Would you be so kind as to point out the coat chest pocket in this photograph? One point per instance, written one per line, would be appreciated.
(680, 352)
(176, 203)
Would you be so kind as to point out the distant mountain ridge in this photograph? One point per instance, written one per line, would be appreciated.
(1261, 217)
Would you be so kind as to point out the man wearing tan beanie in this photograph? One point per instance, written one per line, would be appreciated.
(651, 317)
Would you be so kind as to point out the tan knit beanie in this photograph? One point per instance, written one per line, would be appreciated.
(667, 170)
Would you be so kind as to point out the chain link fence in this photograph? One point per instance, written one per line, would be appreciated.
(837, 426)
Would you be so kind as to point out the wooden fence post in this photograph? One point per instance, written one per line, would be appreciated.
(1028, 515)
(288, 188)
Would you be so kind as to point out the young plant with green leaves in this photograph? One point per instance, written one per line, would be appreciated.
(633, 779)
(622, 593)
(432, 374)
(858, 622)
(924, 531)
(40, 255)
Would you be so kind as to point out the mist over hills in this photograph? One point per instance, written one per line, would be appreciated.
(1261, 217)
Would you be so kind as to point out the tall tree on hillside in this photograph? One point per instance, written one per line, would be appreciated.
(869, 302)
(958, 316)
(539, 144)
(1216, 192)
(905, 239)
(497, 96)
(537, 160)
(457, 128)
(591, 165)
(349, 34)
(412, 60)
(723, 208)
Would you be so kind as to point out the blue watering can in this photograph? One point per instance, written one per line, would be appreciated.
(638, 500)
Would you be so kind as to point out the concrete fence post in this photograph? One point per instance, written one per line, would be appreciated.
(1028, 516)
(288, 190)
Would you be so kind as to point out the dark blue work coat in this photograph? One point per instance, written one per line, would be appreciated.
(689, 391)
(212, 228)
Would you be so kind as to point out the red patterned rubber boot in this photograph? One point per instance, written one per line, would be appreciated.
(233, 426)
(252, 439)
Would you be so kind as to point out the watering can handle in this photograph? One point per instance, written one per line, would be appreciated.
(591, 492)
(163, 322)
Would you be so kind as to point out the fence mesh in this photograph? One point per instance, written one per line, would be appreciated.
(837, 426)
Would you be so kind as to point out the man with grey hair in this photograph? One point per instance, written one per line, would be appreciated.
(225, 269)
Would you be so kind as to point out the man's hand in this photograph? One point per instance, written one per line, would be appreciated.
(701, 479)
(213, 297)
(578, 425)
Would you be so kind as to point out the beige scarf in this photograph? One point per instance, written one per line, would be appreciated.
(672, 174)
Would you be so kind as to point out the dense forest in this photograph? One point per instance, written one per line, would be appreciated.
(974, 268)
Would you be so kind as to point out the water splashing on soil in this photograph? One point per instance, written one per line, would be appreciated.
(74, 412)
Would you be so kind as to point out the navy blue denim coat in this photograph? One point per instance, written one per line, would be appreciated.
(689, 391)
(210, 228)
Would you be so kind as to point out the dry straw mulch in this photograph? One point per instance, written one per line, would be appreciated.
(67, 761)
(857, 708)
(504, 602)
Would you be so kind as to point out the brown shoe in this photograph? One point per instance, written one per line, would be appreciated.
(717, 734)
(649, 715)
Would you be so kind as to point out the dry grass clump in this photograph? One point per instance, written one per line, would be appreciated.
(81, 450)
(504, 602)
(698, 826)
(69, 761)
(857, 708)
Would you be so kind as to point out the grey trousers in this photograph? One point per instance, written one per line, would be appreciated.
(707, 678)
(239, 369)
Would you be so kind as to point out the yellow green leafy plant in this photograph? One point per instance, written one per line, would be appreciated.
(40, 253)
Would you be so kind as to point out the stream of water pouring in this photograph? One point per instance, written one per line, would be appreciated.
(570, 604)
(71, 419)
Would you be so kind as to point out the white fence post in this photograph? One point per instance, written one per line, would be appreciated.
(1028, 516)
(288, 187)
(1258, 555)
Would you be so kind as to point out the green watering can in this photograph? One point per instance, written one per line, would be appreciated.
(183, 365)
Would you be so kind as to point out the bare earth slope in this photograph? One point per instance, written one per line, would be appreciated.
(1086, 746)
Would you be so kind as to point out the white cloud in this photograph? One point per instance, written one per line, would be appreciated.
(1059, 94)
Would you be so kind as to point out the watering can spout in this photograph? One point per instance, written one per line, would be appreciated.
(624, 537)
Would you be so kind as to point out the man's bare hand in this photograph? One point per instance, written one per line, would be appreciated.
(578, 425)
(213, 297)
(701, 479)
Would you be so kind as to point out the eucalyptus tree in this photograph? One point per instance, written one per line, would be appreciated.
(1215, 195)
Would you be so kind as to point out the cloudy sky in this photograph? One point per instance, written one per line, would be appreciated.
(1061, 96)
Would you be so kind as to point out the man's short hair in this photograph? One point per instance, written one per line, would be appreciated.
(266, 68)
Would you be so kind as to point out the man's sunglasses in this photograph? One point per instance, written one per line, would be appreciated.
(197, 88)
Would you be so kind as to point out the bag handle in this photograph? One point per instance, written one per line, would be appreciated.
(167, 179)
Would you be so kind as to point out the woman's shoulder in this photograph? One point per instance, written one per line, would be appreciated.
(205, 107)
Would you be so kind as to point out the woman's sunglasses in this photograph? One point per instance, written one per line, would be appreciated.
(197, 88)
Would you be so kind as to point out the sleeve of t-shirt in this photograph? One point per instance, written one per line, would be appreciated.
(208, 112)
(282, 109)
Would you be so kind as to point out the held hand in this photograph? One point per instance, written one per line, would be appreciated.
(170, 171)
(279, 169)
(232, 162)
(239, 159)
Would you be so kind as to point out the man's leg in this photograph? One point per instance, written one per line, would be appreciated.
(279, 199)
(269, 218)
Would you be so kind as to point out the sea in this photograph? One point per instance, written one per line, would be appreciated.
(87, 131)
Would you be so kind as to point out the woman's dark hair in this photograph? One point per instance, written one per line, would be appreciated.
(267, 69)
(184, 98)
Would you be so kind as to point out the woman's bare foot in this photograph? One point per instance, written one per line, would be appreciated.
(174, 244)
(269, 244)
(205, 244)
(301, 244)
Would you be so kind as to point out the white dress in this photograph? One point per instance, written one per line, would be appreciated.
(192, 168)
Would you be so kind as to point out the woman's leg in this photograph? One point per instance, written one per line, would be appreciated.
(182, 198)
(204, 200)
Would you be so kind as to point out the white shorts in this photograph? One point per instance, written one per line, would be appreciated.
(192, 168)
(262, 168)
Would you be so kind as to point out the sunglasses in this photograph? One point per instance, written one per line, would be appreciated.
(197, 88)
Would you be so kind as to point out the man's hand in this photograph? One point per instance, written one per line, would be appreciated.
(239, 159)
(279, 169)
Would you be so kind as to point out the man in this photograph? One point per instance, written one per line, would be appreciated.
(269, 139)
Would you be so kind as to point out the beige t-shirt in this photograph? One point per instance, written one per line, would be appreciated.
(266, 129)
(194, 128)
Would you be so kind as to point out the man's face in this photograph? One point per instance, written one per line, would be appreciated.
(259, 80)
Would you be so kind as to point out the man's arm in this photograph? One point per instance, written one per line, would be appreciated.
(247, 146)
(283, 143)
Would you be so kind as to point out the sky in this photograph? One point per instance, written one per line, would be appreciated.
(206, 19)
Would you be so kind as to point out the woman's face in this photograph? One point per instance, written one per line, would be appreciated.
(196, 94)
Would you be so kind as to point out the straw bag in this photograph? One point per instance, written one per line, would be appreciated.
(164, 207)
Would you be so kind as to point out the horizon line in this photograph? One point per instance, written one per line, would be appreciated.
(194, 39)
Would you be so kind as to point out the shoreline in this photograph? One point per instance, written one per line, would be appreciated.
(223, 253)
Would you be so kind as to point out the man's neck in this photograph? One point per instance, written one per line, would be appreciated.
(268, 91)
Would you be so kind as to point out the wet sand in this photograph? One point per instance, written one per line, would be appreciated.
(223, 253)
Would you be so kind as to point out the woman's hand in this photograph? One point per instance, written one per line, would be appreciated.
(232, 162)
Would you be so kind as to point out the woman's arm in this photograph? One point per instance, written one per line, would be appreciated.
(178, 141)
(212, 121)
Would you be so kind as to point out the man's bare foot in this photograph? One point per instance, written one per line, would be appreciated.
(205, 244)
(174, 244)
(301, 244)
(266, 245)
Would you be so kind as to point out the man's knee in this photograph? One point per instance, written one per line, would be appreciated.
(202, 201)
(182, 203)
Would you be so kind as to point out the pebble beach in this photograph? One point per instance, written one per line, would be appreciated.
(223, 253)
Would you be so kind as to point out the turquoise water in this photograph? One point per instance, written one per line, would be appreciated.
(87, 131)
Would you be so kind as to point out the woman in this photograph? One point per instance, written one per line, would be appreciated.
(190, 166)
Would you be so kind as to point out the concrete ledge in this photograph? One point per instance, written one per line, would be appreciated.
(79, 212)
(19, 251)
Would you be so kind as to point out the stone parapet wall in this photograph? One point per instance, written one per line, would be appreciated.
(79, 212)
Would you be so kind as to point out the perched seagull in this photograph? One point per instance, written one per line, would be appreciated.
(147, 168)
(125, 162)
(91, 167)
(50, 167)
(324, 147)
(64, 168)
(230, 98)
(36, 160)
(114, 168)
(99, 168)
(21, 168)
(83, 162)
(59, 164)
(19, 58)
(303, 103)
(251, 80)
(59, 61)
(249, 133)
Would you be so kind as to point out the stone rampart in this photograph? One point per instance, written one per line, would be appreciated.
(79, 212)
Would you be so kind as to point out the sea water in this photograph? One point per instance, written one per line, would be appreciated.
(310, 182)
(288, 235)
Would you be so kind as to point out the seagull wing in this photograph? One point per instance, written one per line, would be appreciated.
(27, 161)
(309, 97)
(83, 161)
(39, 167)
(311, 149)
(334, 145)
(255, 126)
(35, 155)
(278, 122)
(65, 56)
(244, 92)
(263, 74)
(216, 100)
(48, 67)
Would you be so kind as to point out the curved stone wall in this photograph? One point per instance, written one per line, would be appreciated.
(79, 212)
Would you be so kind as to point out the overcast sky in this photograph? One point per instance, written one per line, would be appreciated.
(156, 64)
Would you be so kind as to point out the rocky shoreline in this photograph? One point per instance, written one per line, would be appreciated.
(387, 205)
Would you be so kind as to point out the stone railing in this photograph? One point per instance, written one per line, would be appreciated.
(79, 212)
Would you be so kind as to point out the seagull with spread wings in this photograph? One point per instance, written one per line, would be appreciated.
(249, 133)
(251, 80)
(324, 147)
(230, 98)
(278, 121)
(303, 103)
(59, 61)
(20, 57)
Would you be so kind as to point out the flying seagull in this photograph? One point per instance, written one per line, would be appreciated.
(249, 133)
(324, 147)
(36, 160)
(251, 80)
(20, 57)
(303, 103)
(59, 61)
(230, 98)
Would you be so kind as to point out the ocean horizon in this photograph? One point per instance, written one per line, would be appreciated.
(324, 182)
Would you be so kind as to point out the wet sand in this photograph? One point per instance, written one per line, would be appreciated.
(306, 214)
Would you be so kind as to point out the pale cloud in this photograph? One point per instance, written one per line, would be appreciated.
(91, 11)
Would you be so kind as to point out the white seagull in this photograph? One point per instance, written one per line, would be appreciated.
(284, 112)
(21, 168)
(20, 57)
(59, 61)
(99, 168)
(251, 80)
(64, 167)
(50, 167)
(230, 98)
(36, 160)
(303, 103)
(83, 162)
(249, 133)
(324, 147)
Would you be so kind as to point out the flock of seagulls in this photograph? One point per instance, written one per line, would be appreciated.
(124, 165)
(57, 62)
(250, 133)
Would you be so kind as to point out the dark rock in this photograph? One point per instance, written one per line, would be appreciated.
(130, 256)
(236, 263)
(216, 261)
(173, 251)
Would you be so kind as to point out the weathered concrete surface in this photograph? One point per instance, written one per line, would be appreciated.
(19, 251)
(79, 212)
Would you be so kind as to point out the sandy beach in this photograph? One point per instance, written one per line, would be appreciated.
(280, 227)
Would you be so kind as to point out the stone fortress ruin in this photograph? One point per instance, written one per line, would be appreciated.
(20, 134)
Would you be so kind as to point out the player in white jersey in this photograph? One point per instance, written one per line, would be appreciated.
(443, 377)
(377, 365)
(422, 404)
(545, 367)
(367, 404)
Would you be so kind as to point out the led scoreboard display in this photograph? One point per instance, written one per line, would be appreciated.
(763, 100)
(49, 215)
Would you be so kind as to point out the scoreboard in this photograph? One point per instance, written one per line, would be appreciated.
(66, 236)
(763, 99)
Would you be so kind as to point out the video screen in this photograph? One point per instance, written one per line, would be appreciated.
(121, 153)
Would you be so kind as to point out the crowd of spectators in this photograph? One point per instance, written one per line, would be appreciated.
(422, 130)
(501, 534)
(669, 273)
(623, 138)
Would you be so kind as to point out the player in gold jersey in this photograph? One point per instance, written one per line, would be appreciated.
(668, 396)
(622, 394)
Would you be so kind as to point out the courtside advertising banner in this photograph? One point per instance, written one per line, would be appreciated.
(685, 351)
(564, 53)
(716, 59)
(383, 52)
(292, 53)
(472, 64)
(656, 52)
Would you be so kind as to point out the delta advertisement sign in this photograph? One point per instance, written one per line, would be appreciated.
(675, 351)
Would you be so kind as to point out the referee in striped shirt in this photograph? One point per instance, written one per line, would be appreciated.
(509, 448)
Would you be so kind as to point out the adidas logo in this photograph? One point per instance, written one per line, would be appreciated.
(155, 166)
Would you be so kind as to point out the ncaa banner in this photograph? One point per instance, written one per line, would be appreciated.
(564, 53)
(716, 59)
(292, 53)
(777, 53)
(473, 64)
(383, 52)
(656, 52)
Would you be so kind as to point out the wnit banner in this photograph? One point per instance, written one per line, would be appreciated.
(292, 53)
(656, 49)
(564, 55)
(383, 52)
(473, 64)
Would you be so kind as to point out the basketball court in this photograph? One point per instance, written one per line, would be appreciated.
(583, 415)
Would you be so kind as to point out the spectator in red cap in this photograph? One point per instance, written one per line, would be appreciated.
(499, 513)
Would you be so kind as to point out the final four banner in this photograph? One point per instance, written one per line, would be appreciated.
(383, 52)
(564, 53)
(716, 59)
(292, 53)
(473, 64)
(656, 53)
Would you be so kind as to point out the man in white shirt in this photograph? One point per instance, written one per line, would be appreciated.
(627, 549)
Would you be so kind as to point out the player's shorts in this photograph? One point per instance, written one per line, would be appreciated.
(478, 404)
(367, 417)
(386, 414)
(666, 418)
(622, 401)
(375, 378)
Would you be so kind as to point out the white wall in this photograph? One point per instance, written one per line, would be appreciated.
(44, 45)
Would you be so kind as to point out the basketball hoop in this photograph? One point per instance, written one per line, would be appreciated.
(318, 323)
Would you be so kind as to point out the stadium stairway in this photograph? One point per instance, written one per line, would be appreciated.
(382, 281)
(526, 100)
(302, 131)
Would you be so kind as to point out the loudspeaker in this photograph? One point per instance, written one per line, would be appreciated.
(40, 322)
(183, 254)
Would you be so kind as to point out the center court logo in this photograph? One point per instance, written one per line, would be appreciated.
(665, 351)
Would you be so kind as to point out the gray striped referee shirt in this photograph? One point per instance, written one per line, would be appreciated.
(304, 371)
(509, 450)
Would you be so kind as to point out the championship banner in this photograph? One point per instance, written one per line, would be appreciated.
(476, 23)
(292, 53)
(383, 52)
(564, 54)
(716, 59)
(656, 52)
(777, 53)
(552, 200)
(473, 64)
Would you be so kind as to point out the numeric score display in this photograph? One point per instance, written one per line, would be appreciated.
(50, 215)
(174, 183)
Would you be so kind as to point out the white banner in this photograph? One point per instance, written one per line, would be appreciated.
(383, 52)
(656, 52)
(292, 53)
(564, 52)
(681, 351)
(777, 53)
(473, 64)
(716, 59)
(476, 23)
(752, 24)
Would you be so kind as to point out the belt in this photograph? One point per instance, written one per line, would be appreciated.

GIVEN EXERCISE
Every line from the one containing "Would you be so kind as to point out the center" through the last line must be copied exactly; leave out the rest.

RESULT OF THE EXERCISE
Would you be so kind as to point out the center court logo in this photograph? One point per instance, written one per line, would be appreciated.
(665, 351)
Would you be so kind as to point out the gray striped referee shirt in this photograph? One point per instance, written one per line, would be appreciated.
(304, 371)
(509, 450)
Would you be so kind as to point out the championship banner in this photograph? One point per instance, written one per line, would be appreciated.
(476, 23)
(292, 53)
(383, 52)
(564, 54)
(716, 59)
(656, 52)
(777, 53)
(552, 200)
(473, 64)
Would you be so kind as to point out the numeric score display in this photograph? One point per instance, written one per line, would be appreciated.
(50, 215)
(174, 183)
Would you be so kind as to point out the white banner in this photograph? One point per instance, written one per line, would be appreciated.
(383, 52)
(656, 52)
(292, 53)
(564, 52)
(681, 351)
(777, 53)
(473, 64)
(716, 59)
(476, 23)
(752, 24)
Would you be so kind as to point out the belt in this photograph? One point per instance, written one per line, would be appreciated.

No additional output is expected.